— Begin Excerpted text —
Re: Proposal: HTML use of remote alt text; matching extension/formalization for HTTP Content-Disposition & MIME

- some lists

You should probably be aware that we recently amended the base HEIF format (which is not tied to HEVC, and indeed lays under AVIF) to allow for intrinsic alt text(s) (possibly plural in multiple languages), as this enables the image creator to make that text at the time of file creation, and for it to travel automatically with the image.

> On 14Oct, 2020, at 11:23 , Sai <sai@fiatfiendum.org> wrote:
> 
> # Recipient list
> 
> WHATWG: html, html-aam, html-aria
> W3C WGs: html, apa, aria, webapps
> IETF WGs: httpbis, 822ext
> 
> CC authors of (current) prior RFCs: Nathaniel Borenstein, Steve Dorner, Ned Freed, Ed Levinson, Keith Moore, Julian Reschke, Rens Troost
> 
> Cross-posted by email to W3C & IETF groups, and by GitHub to WHATWG at:
> * main: https://github.com/w3c/html-aam/issues/309
> * crossposts by reference:
>   - https://github.com/whatwg/html/issues/6061
>   - https://github.com/w3c/html-aria/issues/248
> 
> The content is equivalent, modulo small formatting changes for Markdown vs email, and addition of section deeplinks in Markdown version.
> 
> 
> 
> # Background
> 
> ## Objective
> 
> Humans with disabilities, and machines, should have fully equal access to the textual content of image and other files.
> 
> 
> ## Problems with the current specs
> 
> 1. In current practice, the embedder of content often fails to add alt tags, making it inaccessible to people with disabilities and to computers.
> 2. It is literally impossible for the embedder to describe some content, e.g. dynamic images; in such situations, the current specs cannot fulfill the goal of accessibility.
> 3. An image's embedders must describe its content, even though its source is better able to do so, both practically and authoritatively.
> 4. Human effort is wasted by requiring many end users to write content descriptions for a single source file.
> 5. Updates to the HTTP Content-Disposition header spec failed to include Content-Description in the spec.
> 6. MIME/HTTP Content-Description is equivalent to HTML LONGDESC (narrative description). There's no current field equivalent to ALT (verbatim content in text form).
> 
> 
> 
> ## Relevant prior RFCs
> 
> ### HTTP/1.1 Content-Disposition header & Content-Description field
> 
> * RFC 2616 [obsolete] Hypertext Transfer Protocol — HTTP/1.1
>   - https://tools.ietf.org/html/rfc2616 
>   - § 15.5 Content-Disposition Issues (security)
— End Excerpted text —
Required tasks
1. According to the alt text thread, which HTML attribute is MIME/HTTP Content-Description equivalent to?
2. Reproduce the passage of the alt text thread that starts at "- some lists" and ends at "with the image.".
— Begin Provided material —
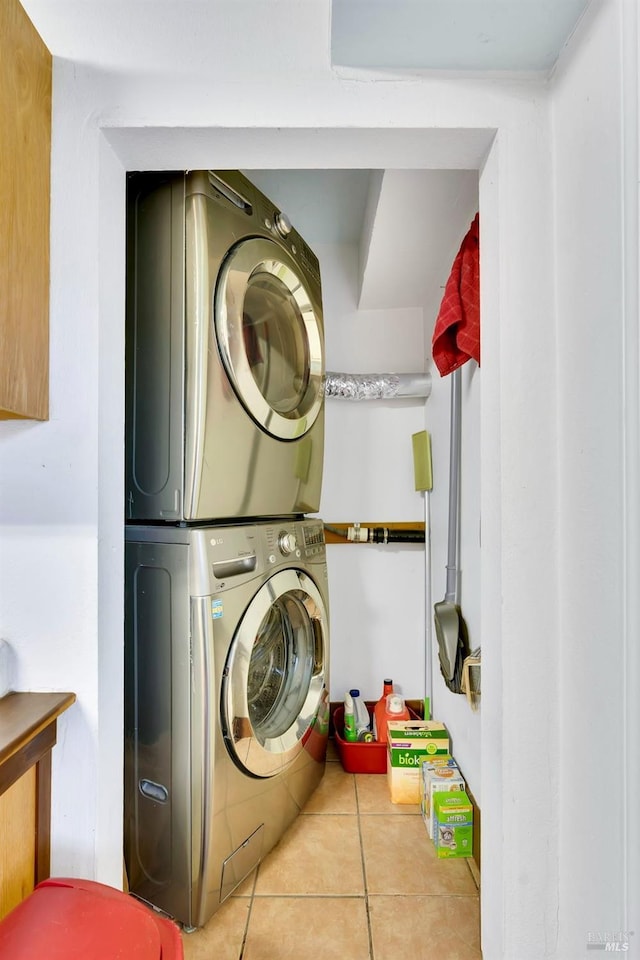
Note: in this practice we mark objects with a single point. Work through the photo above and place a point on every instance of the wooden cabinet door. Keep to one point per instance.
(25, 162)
— End Provided material —
— Begin Provided material —
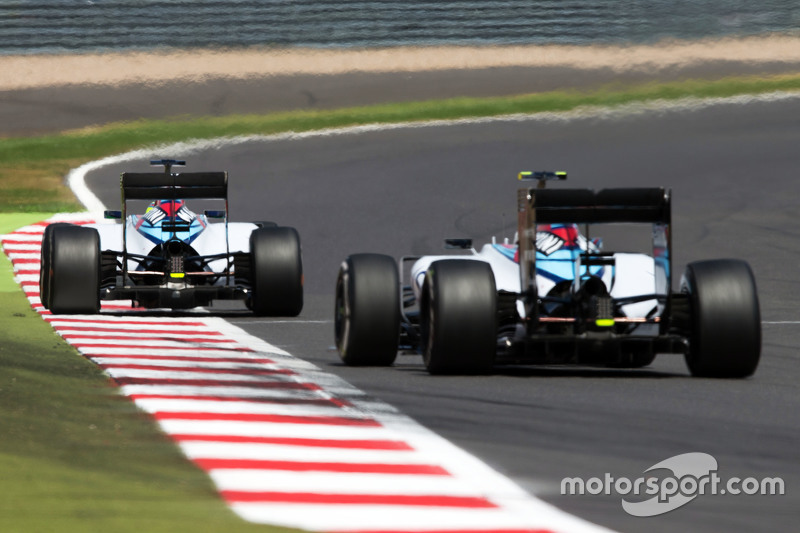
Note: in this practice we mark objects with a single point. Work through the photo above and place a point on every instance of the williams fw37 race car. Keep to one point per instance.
— End Provided material —
Answers provided
1. HTML LONGDESC

2.
- some lists

You should probably be aware that we recently amended the base HEIF format (which is not tied to HEVC, and indeed lays under AVIF) to allow for intrinsic alt text(s) (possibly plural in multiple languages), as this enables the image creator to make that text at the time of file creation, and for it to travel automatically with the image.